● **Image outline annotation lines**
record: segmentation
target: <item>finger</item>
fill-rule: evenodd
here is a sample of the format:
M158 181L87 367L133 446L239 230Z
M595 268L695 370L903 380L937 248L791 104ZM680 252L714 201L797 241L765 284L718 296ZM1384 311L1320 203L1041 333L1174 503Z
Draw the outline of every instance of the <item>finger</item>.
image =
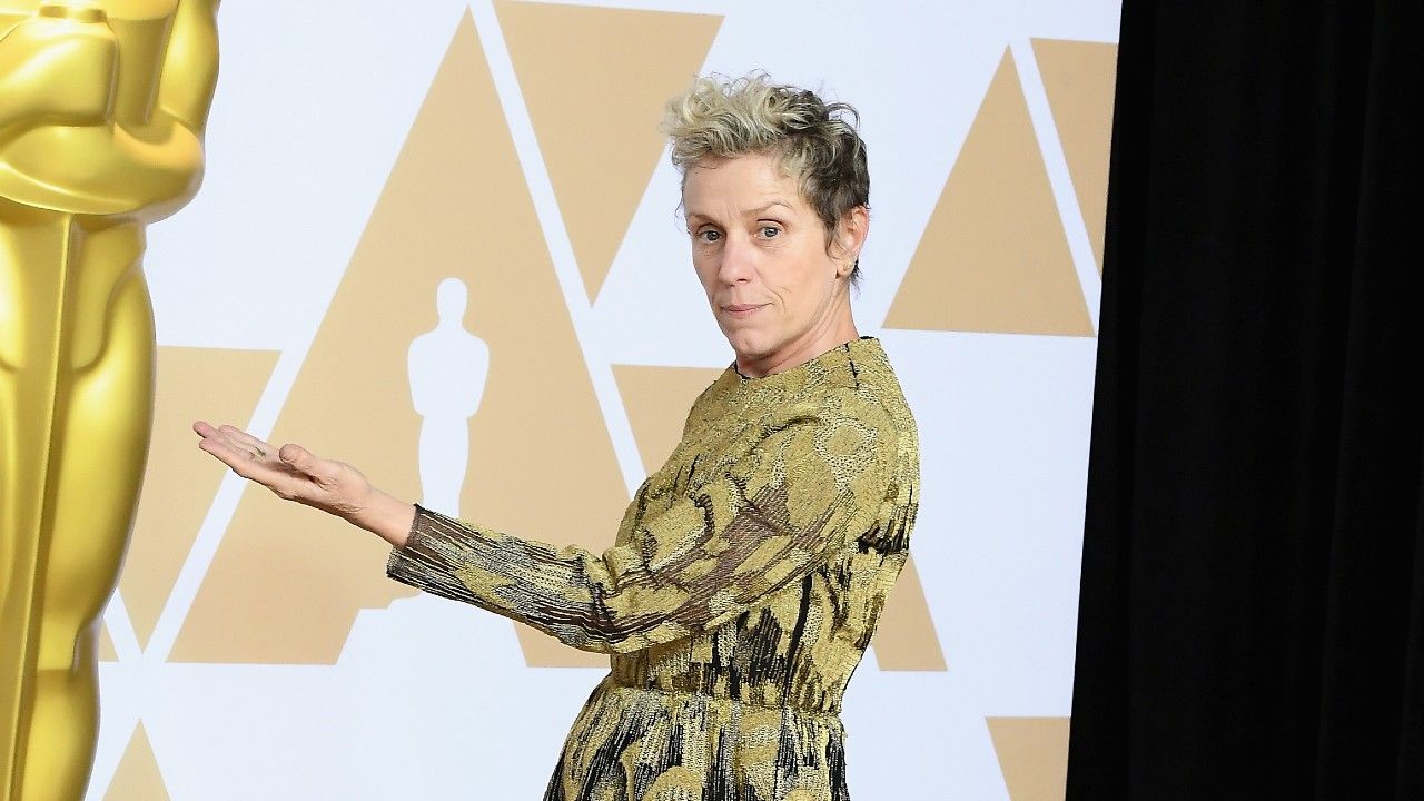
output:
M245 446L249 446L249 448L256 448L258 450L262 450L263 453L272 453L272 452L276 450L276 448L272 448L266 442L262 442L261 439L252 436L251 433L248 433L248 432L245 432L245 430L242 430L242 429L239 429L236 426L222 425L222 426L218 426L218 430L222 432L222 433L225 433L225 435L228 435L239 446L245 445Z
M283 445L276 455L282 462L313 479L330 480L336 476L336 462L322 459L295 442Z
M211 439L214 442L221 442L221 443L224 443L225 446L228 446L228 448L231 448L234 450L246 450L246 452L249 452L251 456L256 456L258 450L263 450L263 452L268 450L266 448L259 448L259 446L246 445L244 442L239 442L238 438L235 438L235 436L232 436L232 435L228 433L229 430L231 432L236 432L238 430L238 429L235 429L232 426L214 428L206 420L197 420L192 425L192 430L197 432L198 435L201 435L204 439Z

● **Exercise goal**
Lay out the lines above as a Markdown table with the columns Row and Line, skipping any blank lines and leaving out the pictures.

● **Task output**
| Row | Line |
|---|---|
| 1 | record: segmentation |
| 2 | target: <item>finger</item> |
| 3 | fill-rule: evenodd |
| 4 | here is a sample of the format: |
| 5 | M158 181L87 367L133 446L239 230Z |
| 6 | M595 268L695 370L903 380L937 248L791 104ZM680 252L714 201L797 241L765 284L718 296ZM1384 311L1320 203L1041 333L1174 503Z |
| 7 | Draw the outline of every instance of the <item>finger</item>. |
| 8 | image = |
| 9 | output: |
| 10 | M245 446L249 446L249 448L256 448L258 450L262 450L263 453L272 453L272 452L276 450L276 448L272 448L266 442L262 442L261 439L252 436L251 433L248 433L248 432L245 432L245 430L242 430L242 429L239 429L236 426L222 425L222 426L218 426L218 430L222 432L222 433L225 433L225 435L228 435L239 446L245 445Z |
| 11 | M283 445L276 455L282 462L313 479L330 480L336 476L336 462L322 459L295 442Z |
| 12 | M211 439L214 442L221 442L221 443L224 443L225 446L228 446L228 448L231 448L234 450L246 450L246 452L249 452L251 456L256 456L258 450L263 450L263 452L268 450L266 448L259 448L259 446L246 445L244 442L239 442L238 438L235 438L235 436L232 436L232 435L228 433L229 430L231 432L236 432L238 430L238 429L235 429L232 426L214 428L206 420L197 420L192 425L192 430L197 432L198 435L201 435L204 439Z |